>>>>>

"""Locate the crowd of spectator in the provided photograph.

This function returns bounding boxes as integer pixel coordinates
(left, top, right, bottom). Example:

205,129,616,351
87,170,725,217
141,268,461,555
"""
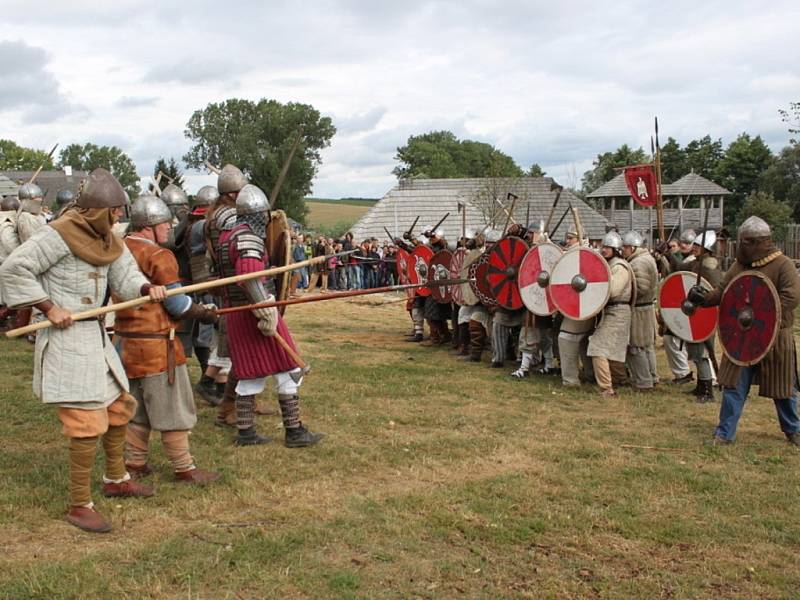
291,232,397,296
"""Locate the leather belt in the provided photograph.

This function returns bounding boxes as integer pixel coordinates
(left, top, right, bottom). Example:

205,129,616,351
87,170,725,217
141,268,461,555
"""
115,328,175,385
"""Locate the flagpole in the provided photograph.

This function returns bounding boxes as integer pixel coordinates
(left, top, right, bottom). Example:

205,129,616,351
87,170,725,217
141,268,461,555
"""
655,117,665,241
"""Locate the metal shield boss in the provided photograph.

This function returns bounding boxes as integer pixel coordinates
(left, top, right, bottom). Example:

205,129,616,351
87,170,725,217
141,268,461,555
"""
451,249,483,306
486,236,528,310
265,210,292,314
430,250,453,304
550,247,611,321
469,250,497,308
658,271,719,343
719,271,781,366
517,242,562,317
406,246,433,296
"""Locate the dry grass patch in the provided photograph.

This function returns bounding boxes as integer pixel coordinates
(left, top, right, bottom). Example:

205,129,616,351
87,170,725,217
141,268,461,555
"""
0,296,800,598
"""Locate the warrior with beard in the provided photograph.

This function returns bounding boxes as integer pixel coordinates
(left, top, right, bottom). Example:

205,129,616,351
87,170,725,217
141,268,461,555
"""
0,169,166,532
219,184,324,448
687,216,800,446
114,195,219,484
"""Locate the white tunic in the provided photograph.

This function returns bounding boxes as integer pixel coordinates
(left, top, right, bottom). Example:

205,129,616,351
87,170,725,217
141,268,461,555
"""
0,226,148,409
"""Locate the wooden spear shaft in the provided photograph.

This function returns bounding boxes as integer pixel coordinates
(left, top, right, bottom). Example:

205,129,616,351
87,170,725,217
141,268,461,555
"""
6,252,350,338
217,279,469,315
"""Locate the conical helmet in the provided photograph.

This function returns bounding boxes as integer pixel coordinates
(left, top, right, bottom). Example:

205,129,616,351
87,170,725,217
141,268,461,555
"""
131,194,172,229
77,168,128,208
236,188,269,215
161,183,189,207
217,165,247,194
194,185,219,206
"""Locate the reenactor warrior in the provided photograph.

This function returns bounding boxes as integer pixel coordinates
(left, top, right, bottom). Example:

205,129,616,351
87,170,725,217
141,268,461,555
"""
0,169,166,532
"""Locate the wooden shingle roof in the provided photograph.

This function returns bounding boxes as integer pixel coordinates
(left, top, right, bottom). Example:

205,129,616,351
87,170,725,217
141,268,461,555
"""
351,177,608,240
586,173,731,198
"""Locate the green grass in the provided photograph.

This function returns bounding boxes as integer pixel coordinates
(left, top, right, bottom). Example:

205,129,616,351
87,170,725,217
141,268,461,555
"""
0,301,800,599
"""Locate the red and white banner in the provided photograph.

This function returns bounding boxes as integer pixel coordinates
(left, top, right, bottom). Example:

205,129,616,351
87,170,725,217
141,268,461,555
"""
625,165,658,206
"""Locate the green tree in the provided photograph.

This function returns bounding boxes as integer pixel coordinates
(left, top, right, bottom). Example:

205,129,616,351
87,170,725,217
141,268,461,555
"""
759,144,800,223
392,131,523,179
684,135,725,179
526,163,547,177
715,133,774,225
581,144,650,193
183,98,336,223
59,143,141,200
0,140,53,171
736,192,792,240
778,102,800,144
661,138,688,183
147,157,184,192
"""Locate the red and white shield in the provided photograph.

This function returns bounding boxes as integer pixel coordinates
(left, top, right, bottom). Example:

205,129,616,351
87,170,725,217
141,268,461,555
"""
517,242,562,317
395,248,417,298
658,271,719,343
430,250,453,304
550,247,611,321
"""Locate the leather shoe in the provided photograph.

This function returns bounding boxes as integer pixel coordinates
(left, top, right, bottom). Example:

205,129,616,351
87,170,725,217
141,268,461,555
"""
64,506,111,533
175,469,222,485
103,479,155,498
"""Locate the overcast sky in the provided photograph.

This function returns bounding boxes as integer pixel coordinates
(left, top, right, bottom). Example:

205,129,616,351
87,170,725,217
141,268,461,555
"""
0,0,800,197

<<<<<

> **WHAT YOU WILL DO**
Rewrite all of the lines above, replacing every "integer pixel coordinates" with "whole-number pixel coordinates" and changing nothing else. Leave out the pictures.

> **SOLVED EXERCISE**
"""Locate the crowd of spectator in the provided photograph.

This function returns bounding boxes as whole-number pixel coordinates
(left, top, right, bottom). Example:

205,129,616,351
87,170,725,217
141,268,461,555
"""
291,232,397,296
"""Locate the leather belt in the provided photograph.

This function returns bounding boxes as whole-number pixel coordinates
(left, top, right, bottom). Example:

205,129,616,351
87,170,725,217
141,268,461,555
"""
115,328,175,385
"""Locate the flagpole in the provided photograph.

This function returns bounding boxes as whole-number pixel coordinates
(left, top, right, bottom). Example:

205,129,616,351
87,170,725,217
141,268,461,555
"""
655,117,665,241
"""Locate the metal shield boss in the provided photograph.

This function returns bounding boxes as whole-number pixel coordinates
(left, top, right, bottom). Example:

205,129,616,351
87,170,725,217
141,268,461,555
"""
451,249,483,306
486,236,528,310
265,210,292,314
430,250,453,304
550,247,611,321
469,250,497,308
658,271,719,343
719,271,781,366
517,242,562,317
406,246,433,296
"""Locate the dry grass patch in the provided photograph.

This function returns bounding boxes as whole-number pixel coordinates
(left, top, right, bottom). Example:

205,129,616,351
87,170,725,217
141,268,461,555
"""
0,296,800,598
"""Locate the warrior with beard in the provided photograph.

This function returns bounding boxes as whole-number pixel coordinates
(left, top, right, bottom). Example:

205,129,616,351
87,170,725,217
141,268,461,555
"""
0,169,166,532
219,184,324,448
687,216,800,446
114,195,219,484
"""Locate the white tunic in the provided photograph.

This function returns bounding boxes as whole-number pixel coordinates
(left, top, right, bottom). Example:

205,129,616,351
87,170,725,217
141,268,461,555
"""
0,226,148,409
"""Locate the wooden spear shaft in the provided photograph.

This function returns bounding boxes as whole-number pixel coordinates
(left, top, right, bottom). Example:

205,129,616,351
87,170,725,217
141,268,461,555
"""
6,252,350,338
217,279,469,315
"""Locate the conical helmet in the provided photograph.

This function returns bounding boxes as whole-number pixel coordinates
(left, top, right, bottom). Example:

205,129,616,351
87,170,725,217
141,268,461,555
"""
131,194,172,229
77,168,128,208
236,188,269,215
161,183,189,207
217,165,247,194
194,185,219,206
"""Locate the reenactor warrior in the provided photograph.

This function returns bounding boxes as whole-number pixel coordinates
(left, top, right, bottom). Example:

205,129,616,351
87,170,725,217
141,268,461,555
"""
0,169,166,532
"""Locate the wooden shingle roof in the provided photograph.

This function returns bounding boxes as whole-number pixel coordinates
(left, top, right, bottom). Example:

205,129,616,351
87,170,725,217
141,268,461,555
"""
351,177,608,240
586,173,731,198
"""Locate the green grass in the provided photograph.

This function returns bounding boxes as whole-number pixel coordinates
(left, top, right, bottom). Example:

205,129,616,351
87,170,725,217
141,268,461,555
"""
0,301,800,599
"""Locate the red and white banner in the provided photograph.

This function returns bounding boxes as whole-number pixel coordinates
(left, top, right, bottom). Example:

205,129,616,351
87,170,725,217
141,268,461,555
"""
625,165,658,206
"""Locate the green tree in the provided photograph.

This function returns bounding boxes as whole-number pixel coordinates
(left, top, right, bottom). Example:

205,129,616,351
87,170,725,217
141,268,461,555
"""
759,144,800,223
392,131,523,179
684,135,725,179
526,163,547,177
715,133,774,225
581,144,650,193
183,98,336,223
59,143,141,200
0,140,53,171
736,192,792,240
778,102,800,144
661,138,688,183
147,157,184,192
"""Locate the red and white shield in the provided photograph.

This function returns bounding boxes as whole-number pixel coordinates
(left, top, right, bottom). Example:

205,129,616,351
87,170,725,217
141,268,461,555
"""
517,242,562,317
395,248,417,298
658,271,719,343
430,250,453,304
550,247,611,321
"""Locate the leather shoe in the provided photograph.

This function returns bounding boxes as whole-number pixel coordinates
(left, top, right, bottom). Example:

205,129,616,351
87,170,725,217
141,268,461,555
"""
64,506,111,533
175,469,222,485
103,479,155,498
"""Locate the overcast sky in the provided photograph.

This function returns bounding boxes as whole-number pixel coordinates
(left, top, right, bottom). Example:

205,129,616,351
87,170,725,217
141,268,461,555
"""
0,0,800,197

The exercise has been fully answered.